### Given data ###

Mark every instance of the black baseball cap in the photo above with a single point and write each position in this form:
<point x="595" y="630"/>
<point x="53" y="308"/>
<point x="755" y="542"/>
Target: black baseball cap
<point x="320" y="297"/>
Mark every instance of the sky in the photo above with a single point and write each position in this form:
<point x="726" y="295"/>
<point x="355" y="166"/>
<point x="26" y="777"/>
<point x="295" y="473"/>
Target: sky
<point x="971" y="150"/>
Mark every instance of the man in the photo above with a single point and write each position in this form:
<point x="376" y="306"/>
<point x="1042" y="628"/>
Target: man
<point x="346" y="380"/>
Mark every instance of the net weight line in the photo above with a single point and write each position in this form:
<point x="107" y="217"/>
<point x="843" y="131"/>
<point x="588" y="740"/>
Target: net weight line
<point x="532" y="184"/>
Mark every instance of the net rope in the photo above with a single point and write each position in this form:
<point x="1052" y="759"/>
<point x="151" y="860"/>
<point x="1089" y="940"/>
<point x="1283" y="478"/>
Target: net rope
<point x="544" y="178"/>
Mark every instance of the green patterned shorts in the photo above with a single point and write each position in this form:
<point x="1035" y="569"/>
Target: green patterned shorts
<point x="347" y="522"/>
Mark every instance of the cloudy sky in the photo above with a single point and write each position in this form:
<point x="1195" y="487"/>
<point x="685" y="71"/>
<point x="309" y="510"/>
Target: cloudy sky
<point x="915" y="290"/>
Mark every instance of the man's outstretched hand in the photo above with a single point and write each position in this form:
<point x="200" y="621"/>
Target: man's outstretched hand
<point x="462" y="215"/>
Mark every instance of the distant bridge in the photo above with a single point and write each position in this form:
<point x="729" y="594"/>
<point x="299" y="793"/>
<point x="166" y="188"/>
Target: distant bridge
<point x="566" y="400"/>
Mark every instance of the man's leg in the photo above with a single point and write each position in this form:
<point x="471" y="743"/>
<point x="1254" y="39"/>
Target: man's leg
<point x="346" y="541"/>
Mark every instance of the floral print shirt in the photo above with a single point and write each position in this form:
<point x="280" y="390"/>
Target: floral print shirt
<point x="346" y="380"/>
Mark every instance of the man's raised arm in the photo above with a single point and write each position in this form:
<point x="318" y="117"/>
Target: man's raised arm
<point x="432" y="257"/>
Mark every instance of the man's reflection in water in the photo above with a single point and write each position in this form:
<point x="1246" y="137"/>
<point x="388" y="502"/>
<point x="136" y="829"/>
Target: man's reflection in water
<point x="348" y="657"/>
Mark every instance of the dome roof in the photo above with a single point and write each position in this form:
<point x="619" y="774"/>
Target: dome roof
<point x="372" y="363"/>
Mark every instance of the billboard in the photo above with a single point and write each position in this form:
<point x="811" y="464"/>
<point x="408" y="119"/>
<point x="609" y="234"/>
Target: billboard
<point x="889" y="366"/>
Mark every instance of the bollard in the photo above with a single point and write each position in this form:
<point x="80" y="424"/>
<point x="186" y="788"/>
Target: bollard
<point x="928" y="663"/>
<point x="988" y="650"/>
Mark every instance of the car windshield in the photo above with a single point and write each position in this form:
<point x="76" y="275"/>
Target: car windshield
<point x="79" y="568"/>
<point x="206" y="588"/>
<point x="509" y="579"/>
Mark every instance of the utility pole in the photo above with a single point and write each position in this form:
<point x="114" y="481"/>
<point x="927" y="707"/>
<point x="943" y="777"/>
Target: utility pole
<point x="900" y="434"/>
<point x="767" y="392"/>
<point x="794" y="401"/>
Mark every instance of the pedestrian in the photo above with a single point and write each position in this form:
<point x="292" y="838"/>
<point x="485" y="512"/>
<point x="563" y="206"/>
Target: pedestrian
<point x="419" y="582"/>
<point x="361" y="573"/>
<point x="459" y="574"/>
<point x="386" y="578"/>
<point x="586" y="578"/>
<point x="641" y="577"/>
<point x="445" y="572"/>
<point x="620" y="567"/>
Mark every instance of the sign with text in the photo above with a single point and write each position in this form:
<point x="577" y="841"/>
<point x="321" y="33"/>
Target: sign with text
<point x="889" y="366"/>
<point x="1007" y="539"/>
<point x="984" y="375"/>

###

→ **Problem description**: Copy every line of the records word for word.

→ **Full answer**:
Mark every instance of the black baseball cap in the photo above with a single point and write each position in this form:
<point x="595" y="630"/>
<point x="53" y="308"/>
<point x="755" y="542"/>
Target: black baseball cap
<point x="320" y="297"/>
Mark every instance of the sky in the photo above with a single point and write each position in this form:
<point x="726" y="295"/>
<point x="355" y="166"/>
<point x="26" y="777"/>
<point x="295" y="473"/>
Target: sky
<point x="971" y="150"/>
Mark every instance of the man in the photo above with a single point and write each position in this form:
<point x="376" y="306"/>
<point x="1042" y="628"/>
Target: man
<point x="346" y="380"/>
Mark every instance of the net weight line in the photo above with a single point and write each position in this form:
<point x="107" y="217"/>
<point x="843" y="131"/>
<point x="588" y="740"/>
Target: net weight line
<point x="532" y="184"/>
Mark every instance of the net rope in the photo above with a single point and write each position in this form:
<point x="1052" y="759"/>
<point x="151" y="860"/>
<point x="1089" y="940"/>
<point x="1283" y="478"/>
Target: net rope
<point x="544" y="178"/>
Mark every instance of the green patterned shorts in the photo above with a single point and write each position in this form:
<point x="1035" y="569"/>
Target: green patterned shorts
<point x="347" y="522"/>
Mark every instance of the cloudy sky in the photo above with a single point and write each position in this form:
<point x="1195" y="487"/>
<point x="685" y="71"/>
<point x="309" y="510"/>
Target: cloudy sky
<point x="915" y="290"/>
Mark every instance of the man's outstretched hand in the photo above with a single point and write each position in this form:
<point x="200" y="621"/>
Target: man's outstretched hand
<point x="462" y="215"/>
Mark every instance of the distant bridge in the photo above with a single point and write each position in this form:
<point x="729" y="594"/>
<point x="299" y="793"/>
<point x="166" y="188"/>
Target: distant bridge
<point x="566" y="400"/>
Mark every instance of the man's leg in the photo above with a single point and write each position in this form:
<point x="471" y="743"/>
<point x="1254" y="39"/>
Target: man's leg
<point x="346" y="541"/>
Mark every instance of the floral print shirt in the photo above with a single point and write each position in this form:
<point x="280" y="390"/>
Target: floral print shirt
<point x="346" y="380"/>
Mark every instance of the man's raised arm in the photo above with a single point and write each position in this form:
<point x="318" y="117"/>
Target: man's raised arm
<point x="432" y="257"/>
Mark every instance of the man's reflection in water in the photo above with a single point and write each position in this form:
<point x="1246" y="137"/>
<point x="388" y="502"/>
<point x="136" y="829"/>
Target: man's reflection in water
<point x="348" y="657"/>
Mark every instance of the dome roof in the photo above with a single point and write each position in this form:
<point x="619" y="774"/>
Target: dome roof
<point x="372" y="363"/>
Mark every instance of the billboard in the photo above with a single point and write each position in this form:
<point x="811" y="464"/>
<point x="408" y="119"/>
<point x="609" y="234"/>
Target: billboard
<point x="889" y="366"/>
Mark every instance of the bollard in the photo above with a single point and write each position in this form:
<point x="80" y="424"/>
<point x="186" y="788"/>
Target: bollard
<point x="928" y="663"/>
<point x="988" y="650"/>
Mark every instance of the car windshield in the photo above with a single point and write each position in this form:
<point x="76" y="275"/>
Target: car windshield
<point x="79" y="568"/>
<point x="206" y="588"/>
<point x="509" y="579"/>
Mark every instance of the utility pole in the photo above with a single point and write each position in this form:
<point x="114" y="481"/>
<point x="927" y="707"/>
<point x="943" y="777"/>
Target: utility pole
<point x="900" y="434"/>
<point x="767" y="392"/>
<point x="794" y="401"/>
Mark every instance of the pedestrian in the photo above with a single point and write each position in this form:
<point x="292" y="838"/>
<point x="485" y="512"/>
<point x="563" y="206"/>
Target: pedestrian
<point x="419" y="582"/>
<point x="361" y="573"/>
<point x="459" y="574"/>
<point x="386" y="578"/>
<point x="586" y="578"/>
<point x="641" y="577"/>
<point x="445" y="572"/>
<point x="620" y="567"/>
Mark every instance of the sign with text in the photo above with a single point and write each position in this form:
<point x="577" y="841"/>
<point x="321" y="33"/>
Target: sign with text
<point x="889" y="366"/>
<point x="1007" y="539"/>
<point x="984" y="375"/>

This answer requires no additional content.